* STATED GOAL 1: Collect every line of the records below that contains the word "baby", matching case exactly.

* SELECTED TEXT:
* Start *

News

Reflections from the desert

Author

Date

March 15, 2016

This piece was originally featured in the Yeshiva University Experiential Jewish Education (EJE) newsletter on March 10, 2016. Learn more about the certificate program at www.ejewisheducation.com.

In January, Hillel International’s Dr. Laura Yares partnered with the Yeshiva University Experiential Jewish Education certificate program (EJE) to co-facilitate a training for the Ezra Fellows. Laura is a member of EJE’s Cohort V. Below are reflections from Laura and Gita Karasov, an Ezra Fellow, on their experiences.


Dr. Laura Yares

I had the great privilege of co-facilitating a training for Hillel International’s Ezra Fellows with Shuki Taylor in January this year. The Ezra Fellowship recruits talented young professionals who have had deep Jewish educational experiences to work at Hillels on campuses across North America. As part of the Ezra fellowship they participate in ongoing Jewish learning, facilitated by New York’s Mechon Hadar, and also in training designed to enable them to think of their work with college students as having the potential to be educational. Our retreat, which took place in the sunny surroundings of Sedona and Tempe, Arizona, was almost a year in the making. Through a series of transatlantic planning phone calls, Shuki and I mapped out the work of Ezra Fellows as engagement professionals on college campuses. By meeting students for coffee, working with student leaders, facilitating events and programs on campus, we realized that the Ezra Fellows’ primary medium of interaction was the conversation. Our challenge was thus set – our retreat should focus on helping them to see the latent educational potential in a well facilitated casual chat. A paradigm for thinking about conversation soon sprung to mind – Judah HaLevi’s Kuzari, a text in which the King of the Kuzars wrestles through the conflicts of determining whether to join the Jewish people – all through conversation.

Our retreat took the fellows hiking in the desert of Sedona to explore their own conflicts around dependence and independence, it introduced them to some of the theories of conflict pedagogy, and it gave them an opportunity to practice bringing conflict into conversation during practice coffee dates with students from Arizona State University Hillel. Our goal was not to convince them that every interaction they would have with a college student in the future must be educational. Far from it! But rather, to give them the tool of conflict pedagogy and an opportunity to map those conflicts onto Jewish texts that give clarity to negotiating them, and thus provide them with a serviceable means to turn small talk into meaningful conversation. To learn that a student moved 3 states to attend Arizona State University, thus opened the door to a conversation about negotiating independence, which in turn opened the door to the example of Bnei Israel sculpting a golden calf at the foot of Sinai, too dependent upon Moses to negotiate their own independence in his absence. The opportunity to co-facilitate this retreat afforded me with a prime opportunity to think through the educational potential of Hillel campus life, and to map conflict pedagogy onto one of the most informal contexts in which our fellows work – the coffee date.

* End *

* STATED GOAL 2: According to the reflections on the Ezra Fellows retreat, where did the retreat take place?

* LISTED ENTRIES:

* Start *

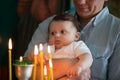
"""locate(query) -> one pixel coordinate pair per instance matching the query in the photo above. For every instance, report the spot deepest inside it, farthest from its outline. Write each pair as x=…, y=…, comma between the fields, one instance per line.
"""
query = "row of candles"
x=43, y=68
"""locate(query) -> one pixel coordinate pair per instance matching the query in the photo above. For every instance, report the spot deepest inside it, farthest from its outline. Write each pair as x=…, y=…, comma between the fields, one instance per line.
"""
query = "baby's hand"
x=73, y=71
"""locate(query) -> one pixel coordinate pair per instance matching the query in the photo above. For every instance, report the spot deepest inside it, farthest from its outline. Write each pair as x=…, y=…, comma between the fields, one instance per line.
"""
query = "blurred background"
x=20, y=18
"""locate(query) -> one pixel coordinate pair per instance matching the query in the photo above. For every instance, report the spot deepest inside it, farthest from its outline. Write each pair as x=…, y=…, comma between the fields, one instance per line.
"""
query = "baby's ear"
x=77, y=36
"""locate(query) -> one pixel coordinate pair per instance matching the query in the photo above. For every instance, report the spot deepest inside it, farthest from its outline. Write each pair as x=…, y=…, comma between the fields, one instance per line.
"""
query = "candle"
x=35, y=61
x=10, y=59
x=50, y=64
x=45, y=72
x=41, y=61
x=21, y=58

* End *
* Start *

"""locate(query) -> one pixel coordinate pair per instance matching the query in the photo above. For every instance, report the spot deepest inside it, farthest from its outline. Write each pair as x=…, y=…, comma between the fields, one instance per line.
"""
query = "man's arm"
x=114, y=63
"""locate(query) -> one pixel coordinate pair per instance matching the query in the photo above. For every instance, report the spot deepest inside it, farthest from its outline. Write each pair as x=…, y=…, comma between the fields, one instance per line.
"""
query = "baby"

* End *
* Start *

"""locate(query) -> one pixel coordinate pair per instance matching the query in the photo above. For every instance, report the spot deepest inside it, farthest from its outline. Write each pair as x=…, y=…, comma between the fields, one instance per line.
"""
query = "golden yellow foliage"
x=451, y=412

* End *

* COMPLETE RESPONSE 1:
query = "baby's hand"
query = "baby's ear"
query = "baby"

* COMPLETE RESPONSE 2: The retreat took place in Sedona and Tempe, Arizona.